§ TASK TO CARRY OUT
An exact transcription of every entry is required. Images are not part of it.

DATA TO PROCESS START

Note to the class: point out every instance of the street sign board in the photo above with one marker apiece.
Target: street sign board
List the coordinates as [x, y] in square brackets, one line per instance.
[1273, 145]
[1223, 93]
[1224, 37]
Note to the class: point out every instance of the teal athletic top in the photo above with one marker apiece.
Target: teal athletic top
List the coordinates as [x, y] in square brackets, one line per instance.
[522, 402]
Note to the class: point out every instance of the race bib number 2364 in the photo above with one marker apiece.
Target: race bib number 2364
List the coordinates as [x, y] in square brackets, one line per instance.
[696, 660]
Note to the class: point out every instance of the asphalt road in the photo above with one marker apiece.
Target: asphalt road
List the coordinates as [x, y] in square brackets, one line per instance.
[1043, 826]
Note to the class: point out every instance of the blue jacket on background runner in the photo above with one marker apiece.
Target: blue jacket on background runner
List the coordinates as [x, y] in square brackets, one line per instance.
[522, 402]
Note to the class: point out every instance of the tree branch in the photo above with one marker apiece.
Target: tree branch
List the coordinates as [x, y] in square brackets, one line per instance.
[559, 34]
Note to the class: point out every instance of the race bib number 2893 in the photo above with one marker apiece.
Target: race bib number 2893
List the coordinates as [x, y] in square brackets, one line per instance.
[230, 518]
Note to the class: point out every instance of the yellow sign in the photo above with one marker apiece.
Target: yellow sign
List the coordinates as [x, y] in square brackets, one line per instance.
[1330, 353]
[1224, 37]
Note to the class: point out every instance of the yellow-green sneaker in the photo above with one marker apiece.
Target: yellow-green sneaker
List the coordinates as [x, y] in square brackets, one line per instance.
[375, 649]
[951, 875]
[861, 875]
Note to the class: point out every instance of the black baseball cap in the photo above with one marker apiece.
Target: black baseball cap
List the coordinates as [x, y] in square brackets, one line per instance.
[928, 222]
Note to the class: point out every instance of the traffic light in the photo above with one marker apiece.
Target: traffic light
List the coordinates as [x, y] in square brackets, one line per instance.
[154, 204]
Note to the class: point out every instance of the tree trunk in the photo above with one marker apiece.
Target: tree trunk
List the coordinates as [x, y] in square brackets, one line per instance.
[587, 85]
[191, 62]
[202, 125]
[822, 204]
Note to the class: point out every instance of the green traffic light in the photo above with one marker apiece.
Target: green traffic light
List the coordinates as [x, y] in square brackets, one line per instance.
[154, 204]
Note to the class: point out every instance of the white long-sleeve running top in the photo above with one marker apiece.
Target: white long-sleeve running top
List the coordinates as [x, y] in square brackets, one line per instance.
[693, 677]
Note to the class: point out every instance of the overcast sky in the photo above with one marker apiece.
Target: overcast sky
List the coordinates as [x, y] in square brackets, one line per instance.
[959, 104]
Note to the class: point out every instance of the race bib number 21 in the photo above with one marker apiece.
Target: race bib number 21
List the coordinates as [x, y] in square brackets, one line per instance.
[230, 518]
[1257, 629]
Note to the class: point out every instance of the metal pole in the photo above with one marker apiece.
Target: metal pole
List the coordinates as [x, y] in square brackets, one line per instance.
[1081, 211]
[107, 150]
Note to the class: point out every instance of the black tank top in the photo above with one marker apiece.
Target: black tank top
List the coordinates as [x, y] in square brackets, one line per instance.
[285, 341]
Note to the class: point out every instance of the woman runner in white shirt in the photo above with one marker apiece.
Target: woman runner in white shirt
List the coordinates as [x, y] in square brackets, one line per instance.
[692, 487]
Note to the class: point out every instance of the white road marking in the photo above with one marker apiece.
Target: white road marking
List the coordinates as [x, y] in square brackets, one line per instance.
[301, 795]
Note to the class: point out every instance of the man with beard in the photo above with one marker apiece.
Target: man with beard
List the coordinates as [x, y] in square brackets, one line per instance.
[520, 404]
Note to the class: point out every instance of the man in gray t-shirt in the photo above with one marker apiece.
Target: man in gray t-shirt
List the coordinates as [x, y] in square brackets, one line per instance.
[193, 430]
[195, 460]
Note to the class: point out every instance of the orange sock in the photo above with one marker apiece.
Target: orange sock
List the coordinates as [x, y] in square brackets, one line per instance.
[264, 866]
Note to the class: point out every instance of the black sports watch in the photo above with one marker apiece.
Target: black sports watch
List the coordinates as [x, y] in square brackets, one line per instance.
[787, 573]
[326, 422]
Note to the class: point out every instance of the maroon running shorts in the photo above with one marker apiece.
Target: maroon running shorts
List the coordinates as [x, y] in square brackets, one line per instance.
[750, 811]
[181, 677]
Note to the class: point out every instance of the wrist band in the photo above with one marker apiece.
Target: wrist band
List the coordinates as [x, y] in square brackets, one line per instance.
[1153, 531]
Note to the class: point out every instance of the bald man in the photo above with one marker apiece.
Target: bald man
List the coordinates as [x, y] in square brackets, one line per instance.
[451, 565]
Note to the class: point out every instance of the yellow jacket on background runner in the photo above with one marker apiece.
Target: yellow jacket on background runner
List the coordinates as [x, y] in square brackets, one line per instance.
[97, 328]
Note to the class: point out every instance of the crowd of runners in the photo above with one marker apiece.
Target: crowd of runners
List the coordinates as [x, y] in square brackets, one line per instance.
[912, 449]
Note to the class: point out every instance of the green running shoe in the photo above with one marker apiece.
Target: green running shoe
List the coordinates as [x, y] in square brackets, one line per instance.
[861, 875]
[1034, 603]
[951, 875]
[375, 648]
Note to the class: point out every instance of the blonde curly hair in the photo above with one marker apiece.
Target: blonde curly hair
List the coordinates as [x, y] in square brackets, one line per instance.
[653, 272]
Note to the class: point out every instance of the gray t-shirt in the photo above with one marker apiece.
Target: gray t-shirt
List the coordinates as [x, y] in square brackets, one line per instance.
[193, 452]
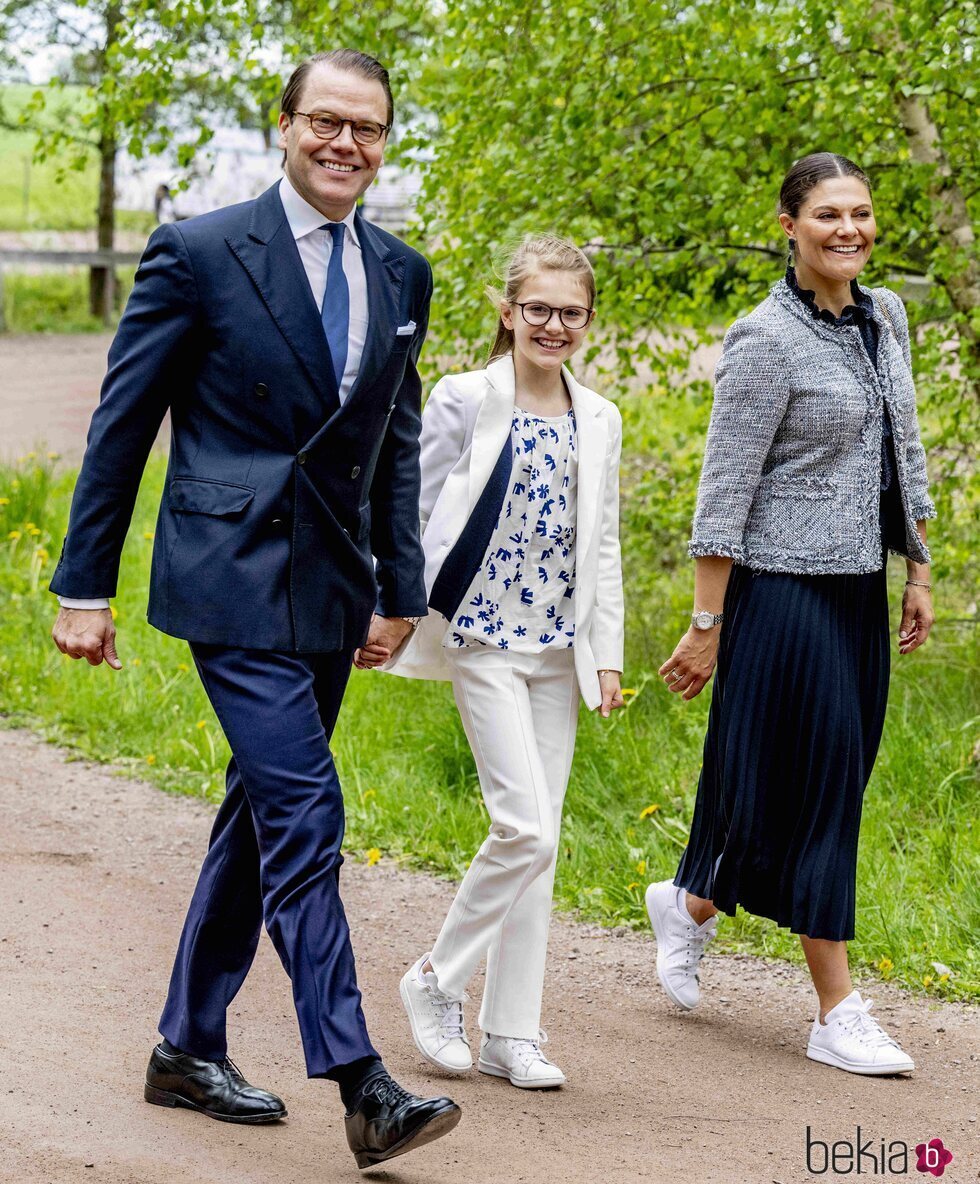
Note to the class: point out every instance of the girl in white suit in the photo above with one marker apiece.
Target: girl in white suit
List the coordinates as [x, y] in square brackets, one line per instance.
[520, 514]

DATA TO PROCESS END

§ EXPECTED OUTPUT
Note to the class: point out every instance of the street sign board in the photo above with one marker apiece.
Target: street sign board
List the coordinates as [x, y] in square brackets, one line per instance.
[1273, 145]
[1223, 93]
[1224, 37]
Note to the class: point out every instance of the teal athletic top in the photo above with one marker apiece.
Target: teal athletic top
List the coordinates as [x, y] in square brackets, one line per instance.
[522, 402]
Note to the class: point out every instance of the race bib number 2364 in the photo above with one marker apiece.
Target: race bib number 2364
List the coordinates as [x, y] in square brackets, one line per instance.
[696, 660]
Note to the class: point out every instance of the asphalt road in the photo above with one marker apiece.
Target: asphalt road
List the coordinates as [x, y] in square brackets, one line per instance.
[1043, 826]
Note to the class: point out every instance of the blue jacket on background runner in the photo above with one marker apiece.
Target: blue jacket on background runner
List the coordinates as [x, y] in square brackets, one line per instance.
[522, 402]
Note to the class: point out every instance of the tree branch in the photo above with one marker apiece.
Target: tree branch
List the coordinates as [x, y] in square brackets, one line per instance.
[559, 34]
Note to the class: point out every instance of the race bib number 2893 in the photo above with one marker apiece.
Target: race bib number 2893
List the coordinates as [x, y] in square brackets, one line per instance.
[230, 518]
Note to the class: point out every instance of the yellow sign in the photo above with one marker apiece.
Target: yellow sign
List the coordinates as [x, y] in square brackets, one line per instance.
[1330, 353]
[1224, 37]
Note to the class: point out every instance of the yellow-green sneaker in the photo above with one marker apiece.
Target: yellow-green sneaker
List the coordinates as [x, y] in square brackets, one line per instance.
[375, 649]
[951, 875]
[861, 875]
Note to the class: point out every instance of the black baseball cap in the photo above with one marker apiece.
Target: black baseball cap
List the coordinates as [x, y] in square brackets, one line per instance.
[928, 222]
Note to the class: point out every instance of the traffic light in the photo above with one marker apiece.
Target: traffic light
List the coordinates as [x, y] in square brackets, one line per instance.
[154, 204]
Note to the class: point out every instance of the tree trunk in the photo above with one marker apiece.
Target: tree trunk
List the coordinates as [x, y] in square brackets, one line per instance.
[587, 85]
[191, 62]
[202, 125]
[822, 204]
Note to the class: point out every instance of the green traffic light in the photo above with one marker apiece.
Target: green traffic light
List the coordinates as [x, y] in square brackets, one line per instance.
[154, 204]
Note to the class: point out every instance of the white long-sleeve running top in the photo above with one marker apiece.
Target: white long-sleeve running top
List the coordinates as [x, y] in square brackets, one line per instance.
[693, 677]
Note to the class: point out every instance of the overcast sky in the photo above with one marker apiece.
Target: overcast sky
List the coordinates as [x, y] in square brackets, one line per instance.
[959, 104]
Note to the class: point out every instance of the race bib number 21 in the photo above with one marker apiece.
Target: race bib number 21
List the coordinates as [x, y] in square brackets, one line per instance.
[230, 518]
[1257, 629]
Note to the class: point out every instance of the metal pole in the photo above with one marker apiece.
Target: metal pole
List the coordinates as [x, y] in square brackets, one line per instance.
[1081, 211]
[107, 150]
Note to the class: point out every instance of the black tank top in the photo above with one marker apiece.
Target: black tank top
List the coordinates as [x, y] in square brackets, one line per instance.
[285, 341]
Note to the class: point out every instance of the woman runner in white shirt in the photo above with one marker apiece.
Target: woman runner in white shirt
List the coordinates as [x, y] in square brackets, one line per instance.
[692, 487]
Note to the class: point out every instance of the white road marking in the photo above with one marker apiece.
Target: white road marking
List the coordinates as [x, y] in square brackets, one line per instance.
[301, 795]
Note to the class: point out every instance of the man with beard in the photo above with one marker apiece.
Target: man with beard
List the coordinates as [x, y] in square brackets, one line per instance.
[520, 404]
Note to the class: point out every instance of the man in gray t-shirt in the photo above with one marker apiece.
Target: man in gray t-shirt
List the coordinates as [x, y] in square brackets, one line per instance.
[193, 430]
[195, 460]
Note to the class: point out every instance of the orange sock in the photo above with one marker apiece.
Target: orange sock
List the coordinates as [x, y] in square brackets, one line per instance.
[264, 866]
Note to the class: point out every instance of the black sports watch in the photo above with one marker apiece.
Target: black sports watch
List the coordinates as [x, y] in square brackets, one line per instance.
[787, 573]
[326, 422]
Note to the class: point out every instance of the maroon running shorts in the photo above with one marker apiece.
Target: maroon running shorts
List the coordinates as [x, y] in square brackets, one line per instance.
[750, 811]
[181, 677]
Note to the class: point out every instance of the wrist band in the photo above with one marker apiece.
Target: wrist band
List the coordinates as [x, y] in square brackets, one line per instance.
[1153, 531]
Note to the class: point out every instance of the bald man in the photo above with one marker apiece.
Target: bald man
List the coordinates as [x, y] in square brackets, one line per instance.
[451, 565]
Note to the class: point out every instance of the yellow jacket on background runner in the photo above with one marker apiece.
Target: yellow jacket on background runner
List the coordinates as [x, y] in square brackets, one line per instance.
[97, 328]
Note to the class: point out every instance of the crowd of runners in the photo above with one marker apiece.
Target: crowd of runners
List the coordinates as [x, y] in square brackets, one line per instance.
[912, 449]
Note to the class: point out every instance of the green running shoe in the photo above with one marker apiece.
Target: green running shoe
List the coordinates as [x, y] in square brackets, one line per instance.
[861, 875]
[1034, 603]
[951, 875]
[375, 648]
Note to the class: point out every instance of the blonde curly hair in the photo above with one marker apiece.
Target: blonde curly hair
List the coordinates as [x, y] in square brackets, one line per instance.
[653, 272]
Note to the class: point out every instance of the gray t-shirt in the photo above with one marker apiece.
Target: gray t-shirt
List the coordinates as [x, y] in square brackets, one line per instance.
[193, 452]
Note to the class: point out every instance of the girl in white suit in the photo above with one marker apiece.
Target: girl in white suit
List the coordinates as [x, y] in square brackets, one line per instance.
[520, 514]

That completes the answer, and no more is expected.